Rewrite the data from the line containing "Field-scouting task: mark every instance of the blue-green" through the end of the data, changing "Field-scouting task" to "Labeling task" and leaving everything else as is.
━━━ MATERIALS PROVIDED
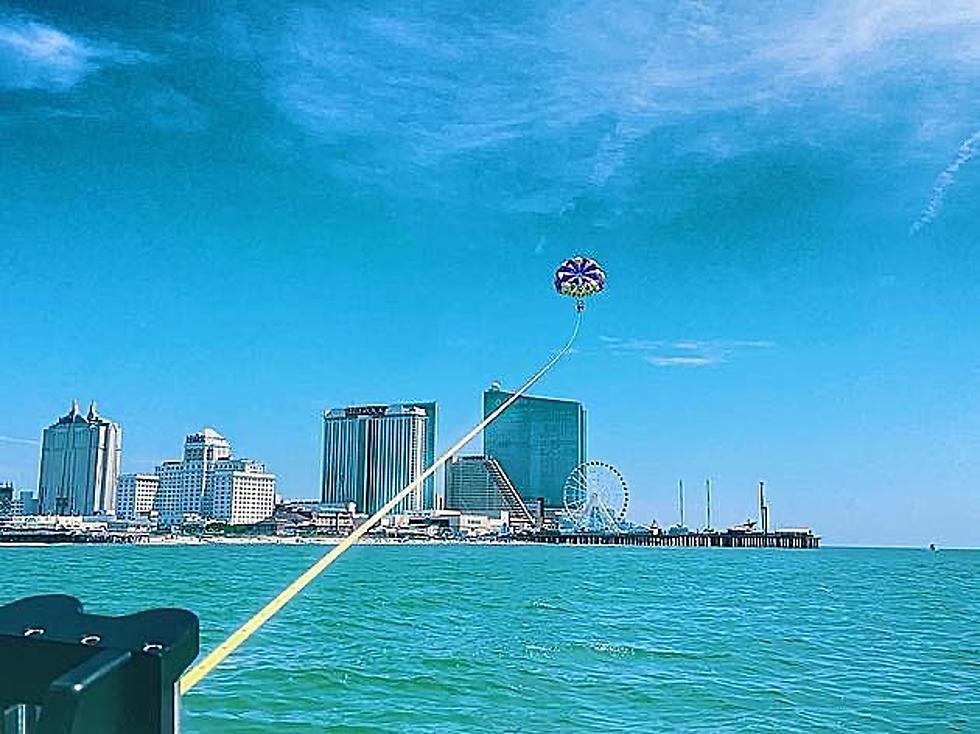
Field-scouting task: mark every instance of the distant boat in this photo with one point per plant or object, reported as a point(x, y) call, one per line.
point(746, 527)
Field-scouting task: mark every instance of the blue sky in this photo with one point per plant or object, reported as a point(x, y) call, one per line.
point(238, 216)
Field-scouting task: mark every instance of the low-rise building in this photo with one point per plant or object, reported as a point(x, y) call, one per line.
point(25, 503)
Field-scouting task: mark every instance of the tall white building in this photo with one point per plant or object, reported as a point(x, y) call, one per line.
point(79, 464)
point(183, 483)
point(239, 492)
point(209, 482)
point(371, 452)
point(136, 495)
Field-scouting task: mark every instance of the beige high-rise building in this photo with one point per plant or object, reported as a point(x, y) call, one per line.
point(79, 464)
point(209, 482)
point(136, 495)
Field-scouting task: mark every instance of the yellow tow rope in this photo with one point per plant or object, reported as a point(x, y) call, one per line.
point(193, 676)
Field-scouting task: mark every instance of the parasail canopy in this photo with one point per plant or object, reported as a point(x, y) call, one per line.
point(579, 277)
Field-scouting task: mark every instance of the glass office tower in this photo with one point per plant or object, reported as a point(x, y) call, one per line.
point(538, 442)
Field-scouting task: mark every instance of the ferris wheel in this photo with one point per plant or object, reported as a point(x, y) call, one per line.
point(596, 497)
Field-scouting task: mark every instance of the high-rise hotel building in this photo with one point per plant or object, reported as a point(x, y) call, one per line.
point(208, 481)
point(538, 442)
point(371, 452)
point(79, 464)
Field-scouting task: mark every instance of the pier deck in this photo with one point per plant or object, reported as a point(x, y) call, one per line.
point(776, 539)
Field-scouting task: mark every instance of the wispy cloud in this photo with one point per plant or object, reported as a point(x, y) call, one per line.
point(34, 55)
point(19, 441)
point(681, 353)
point(967, 150)
point(592, 79)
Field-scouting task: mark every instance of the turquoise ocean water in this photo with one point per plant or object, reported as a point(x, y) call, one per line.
point(525, 638)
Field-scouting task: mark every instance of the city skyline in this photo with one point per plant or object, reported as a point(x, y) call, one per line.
point(227, 216)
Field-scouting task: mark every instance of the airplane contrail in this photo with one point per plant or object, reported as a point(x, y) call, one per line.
point(968, 148)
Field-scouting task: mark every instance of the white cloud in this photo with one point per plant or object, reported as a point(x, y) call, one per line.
point(681, 353)
point(34, 55)
point(582, 83)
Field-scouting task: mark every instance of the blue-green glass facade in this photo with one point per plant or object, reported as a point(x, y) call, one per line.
point(538, 442)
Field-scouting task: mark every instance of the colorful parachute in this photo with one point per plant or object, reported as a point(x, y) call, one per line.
point(579, 277)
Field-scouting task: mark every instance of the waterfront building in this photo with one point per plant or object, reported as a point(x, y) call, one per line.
point(6, 500)
point(239, 492)
point(183, 483)
point(136, 495)
point(479, 485)
point(25, 503)
point(79, 464)
point(371, 452)
point(538, 442)
point(208, 483)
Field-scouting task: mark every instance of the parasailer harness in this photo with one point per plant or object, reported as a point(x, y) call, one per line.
point(239, 636)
━━━━━━
_THE SOLUTION_.
Labeling task: mark every instance of the blue-green glass facade in this photo with one point per plant or object, reported as a point(x, y) call, one per line.
point(538, 442)
Labeling task: mark every instance of the colorful parachute in this photo with one point per plant or object, reported as a point(x, y) call, one per line.
point(579, 277)
Labeling task: mark every instance of the waterfront building in this photo with one point per plant or object, reported as a point(x, y) call, one per line.
point(6, 500)
point(239, 492)
point(183, 483)
point(136, 495)
point(479, 485)
point(25, 503)
point(79, 464)
point(371, 452)
point(538, 442)
point(208, 483)
Labeling task: mark every instance of the parasailer harness in this photo with one point per plant or object, reported as a point(x, y) call, one per line.
point(239, 636)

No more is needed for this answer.